*Dataset records*.

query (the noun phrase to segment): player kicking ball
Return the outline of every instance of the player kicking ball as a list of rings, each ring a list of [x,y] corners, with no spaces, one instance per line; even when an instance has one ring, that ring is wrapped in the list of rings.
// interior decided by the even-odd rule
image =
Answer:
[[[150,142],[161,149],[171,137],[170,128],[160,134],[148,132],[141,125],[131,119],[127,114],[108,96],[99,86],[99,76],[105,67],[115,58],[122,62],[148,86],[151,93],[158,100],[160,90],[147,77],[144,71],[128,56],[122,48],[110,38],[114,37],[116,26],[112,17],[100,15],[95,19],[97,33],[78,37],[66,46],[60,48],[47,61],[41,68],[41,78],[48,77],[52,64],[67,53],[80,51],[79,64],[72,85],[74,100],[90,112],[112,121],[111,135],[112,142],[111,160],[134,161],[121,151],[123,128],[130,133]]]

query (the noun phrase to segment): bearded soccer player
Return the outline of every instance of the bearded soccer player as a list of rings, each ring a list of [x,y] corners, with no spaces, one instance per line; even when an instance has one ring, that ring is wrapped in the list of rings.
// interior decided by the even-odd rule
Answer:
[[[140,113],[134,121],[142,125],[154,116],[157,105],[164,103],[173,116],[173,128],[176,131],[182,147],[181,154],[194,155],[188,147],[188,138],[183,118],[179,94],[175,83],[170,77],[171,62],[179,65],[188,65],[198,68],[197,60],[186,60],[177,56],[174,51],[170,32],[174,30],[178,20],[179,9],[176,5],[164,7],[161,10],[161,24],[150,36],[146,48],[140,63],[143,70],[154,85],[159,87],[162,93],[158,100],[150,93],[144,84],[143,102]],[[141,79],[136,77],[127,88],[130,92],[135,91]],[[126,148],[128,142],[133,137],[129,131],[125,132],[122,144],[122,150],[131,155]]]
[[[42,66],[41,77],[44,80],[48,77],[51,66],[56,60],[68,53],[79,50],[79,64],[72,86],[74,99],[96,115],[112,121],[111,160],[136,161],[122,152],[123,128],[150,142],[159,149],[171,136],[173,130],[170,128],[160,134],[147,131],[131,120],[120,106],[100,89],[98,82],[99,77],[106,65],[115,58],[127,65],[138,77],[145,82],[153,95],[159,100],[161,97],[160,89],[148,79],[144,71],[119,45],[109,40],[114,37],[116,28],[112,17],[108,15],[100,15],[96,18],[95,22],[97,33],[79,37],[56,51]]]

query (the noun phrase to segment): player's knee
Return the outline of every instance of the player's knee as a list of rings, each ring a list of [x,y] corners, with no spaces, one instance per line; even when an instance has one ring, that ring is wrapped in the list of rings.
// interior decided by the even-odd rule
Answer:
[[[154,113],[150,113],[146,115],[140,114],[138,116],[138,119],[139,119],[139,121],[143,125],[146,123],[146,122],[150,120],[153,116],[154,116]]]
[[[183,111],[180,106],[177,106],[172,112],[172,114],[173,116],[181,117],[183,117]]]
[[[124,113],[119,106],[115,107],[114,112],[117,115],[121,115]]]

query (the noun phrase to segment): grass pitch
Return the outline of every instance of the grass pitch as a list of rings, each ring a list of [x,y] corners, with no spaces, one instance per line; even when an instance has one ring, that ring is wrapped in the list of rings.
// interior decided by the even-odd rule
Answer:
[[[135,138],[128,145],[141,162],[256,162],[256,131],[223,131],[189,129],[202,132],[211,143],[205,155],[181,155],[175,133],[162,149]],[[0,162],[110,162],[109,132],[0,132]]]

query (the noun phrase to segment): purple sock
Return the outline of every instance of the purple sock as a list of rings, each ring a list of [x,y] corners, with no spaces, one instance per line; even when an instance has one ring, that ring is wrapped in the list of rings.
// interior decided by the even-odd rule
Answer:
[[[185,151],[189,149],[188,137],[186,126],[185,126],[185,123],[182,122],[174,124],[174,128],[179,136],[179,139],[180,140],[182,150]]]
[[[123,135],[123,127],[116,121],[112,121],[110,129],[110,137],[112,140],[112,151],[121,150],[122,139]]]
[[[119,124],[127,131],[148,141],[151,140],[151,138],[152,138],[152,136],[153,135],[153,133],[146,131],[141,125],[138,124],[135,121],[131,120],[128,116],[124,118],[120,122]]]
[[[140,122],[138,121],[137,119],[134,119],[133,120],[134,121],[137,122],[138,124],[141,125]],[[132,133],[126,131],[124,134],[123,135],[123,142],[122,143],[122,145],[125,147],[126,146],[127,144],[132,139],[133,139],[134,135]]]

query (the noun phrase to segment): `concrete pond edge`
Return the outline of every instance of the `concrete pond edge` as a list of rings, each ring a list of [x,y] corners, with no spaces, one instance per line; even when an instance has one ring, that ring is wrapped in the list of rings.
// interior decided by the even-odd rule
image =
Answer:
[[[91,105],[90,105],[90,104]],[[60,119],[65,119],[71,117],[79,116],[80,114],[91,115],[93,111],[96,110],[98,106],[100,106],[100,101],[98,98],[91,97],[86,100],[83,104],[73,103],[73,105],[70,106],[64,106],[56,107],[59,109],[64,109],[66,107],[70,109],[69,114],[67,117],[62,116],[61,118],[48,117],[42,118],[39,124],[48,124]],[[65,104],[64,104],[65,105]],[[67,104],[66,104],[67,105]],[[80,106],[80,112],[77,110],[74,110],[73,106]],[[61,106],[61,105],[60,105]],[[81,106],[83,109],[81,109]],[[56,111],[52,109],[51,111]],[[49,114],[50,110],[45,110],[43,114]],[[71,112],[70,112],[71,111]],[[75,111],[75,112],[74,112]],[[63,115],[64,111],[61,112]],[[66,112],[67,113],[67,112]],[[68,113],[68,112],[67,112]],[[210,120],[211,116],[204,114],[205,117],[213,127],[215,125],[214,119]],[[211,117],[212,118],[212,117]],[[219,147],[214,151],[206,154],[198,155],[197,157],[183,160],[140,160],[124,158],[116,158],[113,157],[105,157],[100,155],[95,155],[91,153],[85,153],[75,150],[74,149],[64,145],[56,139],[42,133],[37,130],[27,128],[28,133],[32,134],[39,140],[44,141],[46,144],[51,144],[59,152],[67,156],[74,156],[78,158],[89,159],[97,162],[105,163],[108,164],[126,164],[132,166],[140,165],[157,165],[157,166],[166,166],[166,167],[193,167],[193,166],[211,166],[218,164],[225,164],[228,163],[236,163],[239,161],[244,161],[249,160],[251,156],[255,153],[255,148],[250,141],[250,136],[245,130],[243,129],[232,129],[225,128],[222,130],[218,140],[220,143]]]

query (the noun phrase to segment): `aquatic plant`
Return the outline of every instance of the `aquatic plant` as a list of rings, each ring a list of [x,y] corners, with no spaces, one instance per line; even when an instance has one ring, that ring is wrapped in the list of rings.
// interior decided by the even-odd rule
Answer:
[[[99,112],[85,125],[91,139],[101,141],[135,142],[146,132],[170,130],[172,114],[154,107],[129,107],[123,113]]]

*What is asked*.
Output every record above exactly as it appears.

*Exercise result*.
query (the noun phrase to segment): player kicking ball
Return the outline of every instance of the player kicking ball as a list of rings, each ring a list of [x,y] corners, with no spaces, one instance per line; even when an instance has one ring, that ring is wrapped in the list of rings.
// interior decided by the even-odd rule
image =
Answer:
[[[150,142],[161,149],[171,137],[170,128],[160,134],[148,132],[141,125],[131,119],[127,114],[108,96],[99,86],[99,76],[105,67],[115,58],[122,62],[148,86],[151,93],[158,100],[160,90],[147,77],[144,71],[128,56],[122,48],[110,38],[114,37],[116,26],[112,17],[100,15],[95,19],[97,33],[78,37],[66,46],[60,48],[47,61],[41,68],[41,78],[48,77],[52,64],[67,53],[80,51],[79,64],[72,85],[74,100],[90,112],[112,121],[111,135],[112,142],[111,160],[134,161],[121,151],[123,128],[130,133]]]

query (the noun phrase to segment): bearded soccer player
Return the outline of every instance of the bearded soccer player as a list of rings, each ring a list of [x,y] corners, with no spaces, one instance per line; even when an instance has one ring, that ring is wrapped in the list of rings.
// interior decided by the even-odd rule
Answer:
[[[140,113],[134,121],[142,125],[154,116],[157,105],[164,103],[173,116],[173,128],[176,131],[182,147],[181,154],[194,155],[188,147],[188,138],[183,118],[179,94],[175,83],[170,77],[171,62],[179,65],[188,65],[198,68],[197,60],[186,60],[177,56],[174,51],[170,32],[174,30],[178,20],[179,9],[176,5],[164,7],[161,10],[161,24],[150,36],[146,48],[140,63],[143,70],[154,85],[159,87],[162,93],[158,100],[150,93],[144,84],[143,102]],[[141,79],[136,77],[127,88],[130,92],[135,91]],[[126,148],[128,142],[133,137],[129,131],[125,132],[122,144],[122,150],[131,155]]]
[[[42,66],[41,77],[44,80],[48,77],[51,66],[56,60],[68,53],[79,50],[79,64],[72,86],[74,99],[96,115],[112,121],[111,160],[136,161],[122,152],[123,128],[150,142],[159,149],[171,136],[173,130],[170,128],[160,134],[147,131],[131,120],[120,106],[100,89],[98,82],[99,77],[106,65],[115,58],[127,65],[138,77],[145,82],[153,95],[159,100],[161,97],[160,89],[148,79],[144,71],[119,45],[109,40],[114,37],[116,28],[112,17],[108,15],[100,15],[96,18],[95,22],[97,33],[79,37],[56,51]]]

query (the noun phrase to segment): player's knee
Return the outline of every instance of the player's knee as a list of rings, each ring a list of [x,y] corners, with no spaces, one instance per line; even when an instance has one ring, that ring is wrapped in the list of rings.
// interior decided by the even-odd rule
Answer:
[[[154,113],[150,113],[146,115],[140,114],[138,116],[138,119],[139,119],[139,121],[143,125],[146,123],[146,122],[150,120],[153,116],[154,116]]]
[[[183,111],[180,106],[177,106],[172,112],[172,114],[173,116],[181,117],[183,117]]]
[[[124,113],[119,106],[115,107],[114,112],[117,115],[121,115]]]

query (the noun phrase to segment): grass pitch
Return the outline of every instance of the grass pitch as a list of rings, each ring a list of [x,y] corners, with no spaces, one instance per line; even when an instance has one ring, that ring is wrapped in the list of rings.
// interior decided by the even-odd rule
Answer:
[[[135,138],[128,145],[141,162],[256,162],[256,131],[223,131],[189,129],[202,132],[211,143],[205,155],[181,155],[175,133],[162,149]],[[0,162],[110,162],[109,132],[0,132]]]

query (the noun phrase to segment): purple sock
Return the outline of every instance of the purple sock as a list of rings, each ring a list of [x,y] corners, with no spaces, one instance per line; even when an instance has one ring, that ring is wrapped in the list of rings.
// interior decided by the even-odd rule
Answer:
[[[185,151],[189,149],[188,137],[186,126],[185,126],[185,123],[182,122],[174,124],[174,128],[179,136],[179,139],[180,140],[182,150]]]
[[[123,135],[123,127],[116,121],[112,121],[110,129],[110,137],[112,140],[112,151],[121,150],[122,139]]]
[[[119,124],[127,131],[148,141],[151,140],[151,138],[152,138],[152,136],[153,135],[153,133],[146,131],[141,125],[138,124],[135,121],[131,120],[128,116],[124,118],[120,122]]]
[[[140,122],[138,121],[137,119],[134,119],[133,120],[134,121],[137,122],[138,124],[141,125]],[[132,133],[126,131],[124,134],[123,135],[123,142],[122,143],[122,145],[125,147],[126,146],[127,144],[132,139],[133,139],[134,135]]]

query (the noun phrase to segment): `concrete pond edge`
Return the outline of every instance of the `concrete pond edge` as a list of rings, each ring a list of [x,y] corners, with no spaces, one instance per line; even when an instance has one ring, that ring is wrapped in the list of rings.
// interior decided by the even-odd rule
image =
Answer:
[[[91,105],[90,105],[90,104]],[[60,119],[65,119],[71,117],[79,116],[80,114],[91,115],[93,111],[96,110],[98,106],[100,106],[100,101],[98,98],[91,97],[86,100],[83,104],[73,103],[73,105],[70,106],[64,106],[56,107],[59,109],[64,109],[66,107],[70,109],[69,114],[67,117],[62,116],[61,118],[48,117],[42,118],[39,124],[48,124]],[[65,104],[64,104],[65,105]],[[67,104],[66,104],[67,105]],[[80,106],[80,112],[77,110],[74,110],[73,106]],[[61,106],[61,105],[60,105]],[[81,106],[83,109],[81,109]],[[56,111],[52,109],[51,111]],[[49,114],[50,110],[45,110],[43,114]],[[71,112],[70,112],[71,111]],[[75,111],[75,112],[74,112]],[[63,115],[64,111],[61,112]],[[66,112],[67,113],[67,112]],[[68,113],[68,112],[67,112]],[[210,120],[211,116],[204,114],[205,117],[213,127],[215,125],[214,119]],[[211,117],[212,118],[212,117]],[[219,147],[214,151],[206,154],[198,155],[197,157],[183,160],[140,160],[124,158],[116,158],[113,157],[105,157],[100,155],[95,155],[91,153],[85,153],[75,150],[74,149],[64,145],[56,139],[42,133],[37,130],[27,128],[28,133],[32,134],[39,140],[44,141],[46,144],[51,144],[59,152],[67,156],[74,156],[78,158],[89,159],[97,162],[105,163],[108,164],[126,164],[132,166],[140,165],[157,165],[157,166],[166,166],[166,167],[193,167],[193,166],[211,166],[218,164],[225,164],[228,163],[236,163],[239,161],[244,161],[249,160],[251,156],[255,153],[255,148],[250,141],[250,136],[245,130],[243,129],[232,129],[225,128],[222,130],[218,140],[220,143]]]

query (the noun phrase to segment): `aquatic plant`
Return the outline of every instance of the `aquatic plant` as a list of rings, each ring a list of [x,y] corners, with no spaces, one instance per line; even when an instance has one ring, that ring is wrapped in the list of rings.
// interior decided by the even-odd rule
Answer:
[[[99,112],[85,125],[91,139],[101,141],[135,142],[146,132],[170,130],[172,114],[154,107],[129,107],[123,113]]]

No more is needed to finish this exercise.